# Do Food Delivery Dtivers earn as much as Uber X?



## DDW (Jul 1, 2019)

On a daily/ weekly basis. Just wondering...never done food delivery.


----------



## Guido-TheKillerPimp (Jan 4, 2021)

DDW said:


> On a daily/ weekly basis. Just wondering...never done food delivery.


All depends on market.
My guess is in markets such as NYC, L.A., Chicago, San Francisco, Miami, etc yes.


----------



## 25rides7daysaweek (Nov 20, 2017)

DDW said:


> On a daily/ weekly basis. Just wondering...never done food delivery.


I've done over 25,000 uberx/lyft rides and pre covid made marginally
over $20 an hour for as long as I wanted to stay out
Past several weeks I've gone out on Sunday morning at 3am and
made $30 an hour up to the maximum I could and still collect the full unemployment
I got my dad his first shot about a week ago and got myself on an email alert
for an appointment for 1b as a ride share driver
I don't expect to work the day shift after I'm vaccinated but that early morning looks pretty attractive
3am till noon is probably what I'll try after I get the shot
I'm betting that shift will make me $250ish a day


----------



## Guido-TheKillerPimp (Jan 4, 2021)

25rides7daysaweek said:


> I've done over 25,000 rides and pre covid made marginally
> over $20 an hour for as long as I wanted to stay out
> Past several weeks I've gone out on Sunday morning at 3am and
> made $30 an hour up to the maximum I could and still collect the full unemployment
> ...


What is the allowable earned income when collecting PUA?


----------



## 25rides7daysaweek (Nov 20, 2017)

Guido-TheKillerPimp said:


> What is the allowable earned income when collecting PUA?


The maximum amount one can get in Illinois is $485 a week
Half of the unemployment payment seems to be the limit $240 a week
The past 2weeks I pushed it up to $300
Payment this past period was $1250
So I made $150 more from uber but lost $300 off the payment &#128545;
I made enough money year before last to max it out but
$1530 every 2 weeks is still half of what I made the previous years
I'm gonna try to work after I'm immune but I can only hope that it will be good


----------



## IRME4EVER (Feb 17, 2020)

DDW said:


> On a daily/ weekly basis. Just wondering...never done food delivery.


Don't start doing Uber eats. You get screwed!! A lot of drivers decline p/u if no tip. NO TIP NO TRIP!! Then you have free delivery, that's a joke. You drive say 15 minutes for p/u that only pays 2.50, but you have to wait 45 minutes for the food. Right there you are on your own for 1 hour which you will not be paid. Uber could care less about you, they care more for the scumbags who order and don't tip.

######

* Exercises to complete
[a] According to the forum thread, what is the maximum unemployment payment one can get in Illinois?
[b] Rewrite the forum thread's paragraph beginning "Don't start doing Uber eats" as a short bulleted list that keeps its main facts.
These records come from a different source than the forum thread.

Referring expression data:

######

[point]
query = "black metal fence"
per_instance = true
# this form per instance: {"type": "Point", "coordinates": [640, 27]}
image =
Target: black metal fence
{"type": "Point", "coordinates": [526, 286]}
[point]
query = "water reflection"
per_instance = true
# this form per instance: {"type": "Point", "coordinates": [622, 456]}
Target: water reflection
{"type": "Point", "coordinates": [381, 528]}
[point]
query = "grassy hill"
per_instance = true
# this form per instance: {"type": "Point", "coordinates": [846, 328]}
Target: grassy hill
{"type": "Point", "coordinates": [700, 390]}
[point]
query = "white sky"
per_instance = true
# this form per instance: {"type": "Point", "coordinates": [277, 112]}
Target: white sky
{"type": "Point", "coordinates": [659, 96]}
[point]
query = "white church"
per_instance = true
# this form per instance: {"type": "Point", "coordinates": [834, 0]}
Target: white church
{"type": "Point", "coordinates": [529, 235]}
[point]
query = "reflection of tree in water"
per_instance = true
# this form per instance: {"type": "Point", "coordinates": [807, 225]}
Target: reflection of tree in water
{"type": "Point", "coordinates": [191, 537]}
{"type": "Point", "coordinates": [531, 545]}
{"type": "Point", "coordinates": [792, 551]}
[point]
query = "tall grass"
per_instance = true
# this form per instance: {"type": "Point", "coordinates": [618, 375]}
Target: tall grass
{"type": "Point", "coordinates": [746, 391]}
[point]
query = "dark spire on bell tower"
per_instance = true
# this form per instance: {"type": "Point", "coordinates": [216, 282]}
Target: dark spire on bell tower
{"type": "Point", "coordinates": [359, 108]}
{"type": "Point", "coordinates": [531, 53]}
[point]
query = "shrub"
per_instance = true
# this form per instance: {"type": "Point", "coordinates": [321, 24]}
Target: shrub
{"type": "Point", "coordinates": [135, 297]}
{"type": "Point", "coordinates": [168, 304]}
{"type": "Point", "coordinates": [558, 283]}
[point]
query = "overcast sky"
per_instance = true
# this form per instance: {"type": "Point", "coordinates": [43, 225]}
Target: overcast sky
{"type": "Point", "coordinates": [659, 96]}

######

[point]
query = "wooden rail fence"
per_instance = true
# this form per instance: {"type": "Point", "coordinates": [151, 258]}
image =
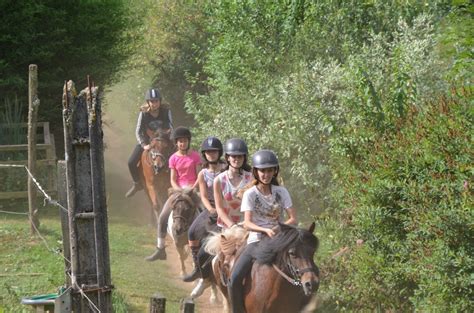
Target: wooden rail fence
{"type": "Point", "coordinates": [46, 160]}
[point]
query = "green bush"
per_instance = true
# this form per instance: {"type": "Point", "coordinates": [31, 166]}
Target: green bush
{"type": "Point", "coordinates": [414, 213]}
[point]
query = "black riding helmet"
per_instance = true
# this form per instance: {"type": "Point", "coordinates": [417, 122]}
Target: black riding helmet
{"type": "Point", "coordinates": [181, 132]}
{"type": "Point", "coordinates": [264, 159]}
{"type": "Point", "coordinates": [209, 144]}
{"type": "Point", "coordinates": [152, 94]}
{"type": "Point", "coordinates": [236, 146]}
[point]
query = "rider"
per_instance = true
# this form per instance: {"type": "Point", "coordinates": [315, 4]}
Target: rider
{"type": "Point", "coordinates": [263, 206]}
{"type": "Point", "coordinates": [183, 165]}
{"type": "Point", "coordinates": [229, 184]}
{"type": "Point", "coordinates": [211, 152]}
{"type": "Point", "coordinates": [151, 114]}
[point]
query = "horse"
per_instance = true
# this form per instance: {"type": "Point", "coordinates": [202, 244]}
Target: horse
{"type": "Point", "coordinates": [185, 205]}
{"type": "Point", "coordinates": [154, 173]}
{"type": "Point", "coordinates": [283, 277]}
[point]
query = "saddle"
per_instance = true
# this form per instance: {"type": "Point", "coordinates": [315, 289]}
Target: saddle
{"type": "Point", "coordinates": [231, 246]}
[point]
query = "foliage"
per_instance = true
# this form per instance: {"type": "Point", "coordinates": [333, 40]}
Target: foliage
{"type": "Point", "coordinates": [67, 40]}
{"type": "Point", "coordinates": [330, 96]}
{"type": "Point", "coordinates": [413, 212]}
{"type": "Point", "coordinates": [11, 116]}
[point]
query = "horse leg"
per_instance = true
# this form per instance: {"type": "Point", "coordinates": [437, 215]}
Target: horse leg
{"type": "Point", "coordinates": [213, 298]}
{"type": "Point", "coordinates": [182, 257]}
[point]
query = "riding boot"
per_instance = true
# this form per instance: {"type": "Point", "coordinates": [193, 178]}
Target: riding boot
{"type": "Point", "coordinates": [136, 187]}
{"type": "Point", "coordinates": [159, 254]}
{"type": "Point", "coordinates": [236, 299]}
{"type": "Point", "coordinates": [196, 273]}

######

* Answers given
[a] $485 a week.

[b]
- Advises against starting Uber Eats because drivers get screwed.
- Many drivers decline pickups when there is no tip ("No tip, no trip").
- Calls free delivery a joke.
- Example: a 15-minute drive to a pickup that pays only $2.50, followed by a 45-minute wait for the food, adds up to an hour that goes unpaid.
- Says Uber cares more about customers who order and don't tip than about drivers.